RECORDS FOR THIS TASK →
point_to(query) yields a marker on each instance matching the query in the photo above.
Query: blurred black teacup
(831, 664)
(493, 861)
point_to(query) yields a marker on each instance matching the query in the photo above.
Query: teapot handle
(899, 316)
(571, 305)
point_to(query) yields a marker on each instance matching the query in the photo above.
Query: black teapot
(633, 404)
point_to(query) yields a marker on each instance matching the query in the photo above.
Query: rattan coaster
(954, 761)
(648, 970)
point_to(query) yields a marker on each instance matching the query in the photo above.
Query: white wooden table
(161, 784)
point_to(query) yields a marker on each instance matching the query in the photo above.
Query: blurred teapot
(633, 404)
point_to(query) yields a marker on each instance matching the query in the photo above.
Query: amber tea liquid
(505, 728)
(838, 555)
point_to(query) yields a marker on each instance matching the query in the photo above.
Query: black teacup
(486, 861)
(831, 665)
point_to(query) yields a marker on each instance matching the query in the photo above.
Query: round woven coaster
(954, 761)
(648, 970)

YOUR TASK →
Turn every line of the entries above into a JSON list of strings, one string per line, and leave out any blank lines.

ANSWER TO THIS PROBLEM →
[
  "point_to(query) yields a marker on each instance matching the query in the photo above.",
  "Query: blurred black teacup",
  "(831, 664)",
  "(493, 861)",
  "point_to(query) yields a marker on each instance matching the query in the photo above.",
  "Query: teapot handle",
  "(899, 316)",
  "(571, 305)",
  "point_to(query) yields a marker on each instance matching the query in the photo above.",
  "Query: black teapot",
  "(633, 404)",
  "point_to(query) yields a marker on each instance matching the query in the photo above.",
  "Query: rattan coaster",
  "(954, 761)",
  "(648, 970)",
  "point_to(query) yields a marker on each instance matching the query in the photo above.",
  "Query: white wooden table",
  "(161, 784)",
  "point_to(query) yields a marker on each instance matching the query in the photo above.",
  "Query: blurred teapot",
  "(633, 404)",
  "point_to(query) yields a marker on each instance matching the query in the photo above.",
  "Query: amber tea liquid",
  "(505, 728)",
  "(838, 555)",
  "point_to(query) yields a marker on each instance matching the query in the photo above.",
  "Query: black teacup",
  "(486, 861)",
  "(831, 665)",
  "point_to(query) yields a marker on each instance matching the query in the photo above.",
  "Query: round woven coaster",
  "(954, 761)",
  "(648, 970)"
]